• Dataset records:
· · · · ·

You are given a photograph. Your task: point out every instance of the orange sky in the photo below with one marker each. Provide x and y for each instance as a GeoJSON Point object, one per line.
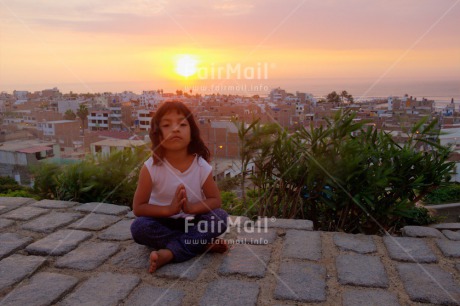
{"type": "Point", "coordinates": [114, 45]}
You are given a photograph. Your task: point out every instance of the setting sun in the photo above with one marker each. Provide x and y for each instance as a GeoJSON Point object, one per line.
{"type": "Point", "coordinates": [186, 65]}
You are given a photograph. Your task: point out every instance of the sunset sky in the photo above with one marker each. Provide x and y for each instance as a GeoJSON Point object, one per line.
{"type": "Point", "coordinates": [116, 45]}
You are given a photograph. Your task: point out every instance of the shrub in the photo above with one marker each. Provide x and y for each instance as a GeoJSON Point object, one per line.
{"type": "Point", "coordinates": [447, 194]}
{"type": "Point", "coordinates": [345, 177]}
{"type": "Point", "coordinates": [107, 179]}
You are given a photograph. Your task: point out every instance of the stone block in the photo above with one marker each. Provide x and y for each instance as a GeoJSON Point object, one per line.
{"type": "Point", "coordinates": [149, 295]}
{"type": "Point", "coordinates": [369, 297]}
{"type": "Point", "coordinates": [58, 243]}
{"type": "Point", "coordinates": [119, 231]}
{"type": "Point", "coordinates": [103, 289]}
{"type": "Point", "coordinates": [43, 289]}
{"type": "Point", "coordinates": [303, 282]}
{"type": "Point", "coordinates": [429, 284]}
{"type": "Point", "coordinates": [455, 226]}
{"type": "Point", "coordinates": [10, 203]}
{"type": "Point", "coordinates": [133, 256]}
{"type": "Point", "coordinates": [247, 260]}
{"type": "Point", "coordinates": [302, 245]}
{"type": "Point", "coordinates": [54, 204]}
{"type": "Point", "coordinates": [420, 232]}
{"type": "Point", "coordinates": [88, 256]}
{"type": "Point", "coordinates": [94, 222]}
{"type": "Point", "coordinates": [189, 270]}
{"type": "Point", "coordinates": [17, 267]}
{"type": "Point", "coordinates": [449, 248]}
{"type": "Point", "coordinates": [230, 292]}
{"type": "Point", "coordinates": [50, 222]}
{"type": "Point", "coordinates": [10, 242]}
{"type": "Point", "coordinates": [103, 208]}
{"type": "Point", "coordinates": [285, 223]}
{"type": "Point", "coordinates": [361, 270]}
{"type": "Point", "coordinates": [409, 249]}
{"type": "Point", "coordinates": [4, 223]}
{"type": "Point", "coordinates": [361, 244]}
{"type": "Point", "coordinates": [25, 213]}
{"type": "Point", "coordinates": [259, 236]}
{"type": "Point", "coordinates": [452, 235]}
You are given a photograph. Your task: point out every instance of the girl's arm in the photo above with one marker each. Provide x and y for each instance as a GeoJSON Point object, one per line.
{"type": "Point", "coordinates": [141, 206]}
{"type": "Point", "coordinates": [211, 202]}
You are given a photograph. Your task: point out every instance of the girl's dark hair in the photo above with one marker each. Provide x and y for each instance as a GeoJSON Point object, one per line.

· · · · ·

• THE EXERCISE: Write out every one of the records above verbatim, line for line, leaving out the pictures.

• RESULT OF THIS TASK:
You are given a photograph. Your task: point out every instance of the orange sky in the photo below with one marker each. Provide x and y for each instance as a GeoJSON Point object, one per line.
{"type": "Point", "coordinates": [114, 45]}
You are given a photograph. Your task: point out every instance of the setting sun in the photo above with one marker each. Provide x and y for each instance as a GeoJSON Point object, one per line.
{"type": "Point", "coordinates": [186, 65]}
You are given a photograph. Your task: point out every instance of the sunset sky in the photo above with one marker each. Provide x and y for each instance as a GeoJSON Point object, one per line.
{"type": "Point", "coordinates": [116, 45]}
You are given a photograph. Your task: point out every instance of the shrub in the photo above with one marker each. Provide x and y for each instance as a GeoJSON Point object, one per line.
{"type": "Point", "coordinates": [447, 194]}
{"type": "Point", "coordinates": [345, 177]}
{"type": "Point", "coordinates": [107, 179]}
You are given a photograph. Your task: point out every instance of the stone block in the photo above with one marker each. Provide x and y for each instance as a GeoJSON Point object, one per line.
{"type": "Point", "coordinates": [149, 295]}
{"type": "Point", "coordinates": [369, 297]}
{"type": "Point", "coordinates": [58, 243]}
{"type": "Point", "coordinates": [119, 231]}
{"type": "Point", "coordinates": [103, 289]}
{"type": "Point", "coordinates": [43, 289]}
{"type": "Point", "coordinates": [303, 282]}
{"type": "Point", "coordinates": [429, 284]}
{"type": "Point", "coordinates": [455, 226]}
{"type": "Point", "coordinates": [10, 203]}
{"type": "Point", "coordinates": [133, 256]}
{"type": "Point", "coordinates": [247, 260]}
{"type": "Point", "coordinates": [302, 245]}
{"type": "Point", "coordinates": [54, 204]}
{"type": "Point", "coordinates": [420, 232]}
{"type": "Point", "coordinates": [88, 256]}
{"type": "Point", "coordinates": [94, 222]}
{"type": "Point", "coordinates": [189, 270]}
{"type": "Point", "coordinates": [17, 267]}
{"type": "Point", "coordinates": [449, 248]}
{"type": "Point", "coordinates": [230, 292]}
{"type": "Point", "coordinates": [50, 222]}
{"type": "Point", "coordinates": [10, 242]}
{"type": "Point", "coordinates": [103, 208]}
{"type": "Point", "coordinates": [285, 223]}
{"type": "Point", "coordinates": [361, 270]}
{"type": "Point", "coordinates": [409, 249]}
{"type": "Point", "coordinates": [4, 223]}
{"type": "Point", "coordinates": [361, 244]}
{"type": "Point", "coordinates": [25, 213]}
{"type": "Point", "coordinates": [259, 236]}
{"type": "Point", "coordinates": [452, 235]}
You are given a photograph. Your task: point out every instance of the girl's arm in the photo above with one marker each. Provide x and y for each instance as a GeoJSON Point object, one per line.
{"type": "Point", "coordinates": [141, 206]}
{"type": "Point", "coordinates": [211, 202]}
You are given a photograph. Your task: point out every instance of the girl's dark hair in the photo above with one marker each. Provide x and y for each instance as a GeoJSON Point object, one per line.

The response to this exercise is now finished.